The goal here is an exact copy of the entries below, without their pictures.

--- Material shown ---

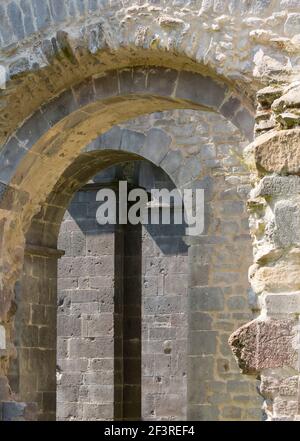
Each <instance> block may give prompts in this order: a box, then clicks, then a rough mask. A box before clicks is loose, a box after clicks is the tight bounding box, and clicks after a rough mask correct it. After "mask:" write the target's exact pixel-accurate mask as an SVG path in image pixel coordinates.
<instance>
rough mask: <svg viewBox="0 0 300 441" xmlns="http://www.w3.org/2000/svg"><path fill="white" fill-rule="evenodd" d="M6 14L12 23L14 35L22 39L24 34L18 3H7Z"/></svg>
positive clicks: (20, 11) (24, 33)
mask: <svg viewBox="0 0 300 441" xmlns="http://www.w3.org/2000/svg"><path fill="white" fill-rule="evenodd" d="M7 15H8V17H9V20H10V22H11V24H12V28H13V32H14V34H15V36H16V37H17V38H18V39H19V40H22V39H23V38H24V36H25V31H24V26H23V21H22V13H21V10H20V9H19V6H18V4H17V3H16V2H15V1H13V2H11V3H9V4H8V5H7Z"/></svg>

---

● Completed exercise:
Each <instance> block may give prompts in this order: a box, then clicks, then a rough mask. A box before clicks is loose, a box after clicks is the tight bounding box, and clicks after a rough mask correct it. After "mask:" write the target's exact pixel-accurate mask as an SVG path in image pixel coordinates.
<instance>
rough mask: <svg viewBox="0 0 300 441" xmlns="http://www.w3.org/2000/svg"><path fill="white" fill-rule="evenodd" d="M6 14L12 23L14 35L22 39L24 34L18 3H7Z"/></svg>
positive clicks: (20, 11) (24, 33)
mask: <svg viewBox="0 0 300 441" xmlns="http://www.w3.org/2000/svg"><path fill="white" fill-rule="evenodd" d="M7 15H8V17H9V20H10V22H11V24H12V28H13V32H14V34H15V36H16V37H17V38H18V39H19V40H22V39H23V38H24V36H25V31H24V26H23V21H22V13H21V10H20V9H19V6H18V4H17V3H16V2H15V1H13V2H11V3H9V4H8V5H7Z"/></svg>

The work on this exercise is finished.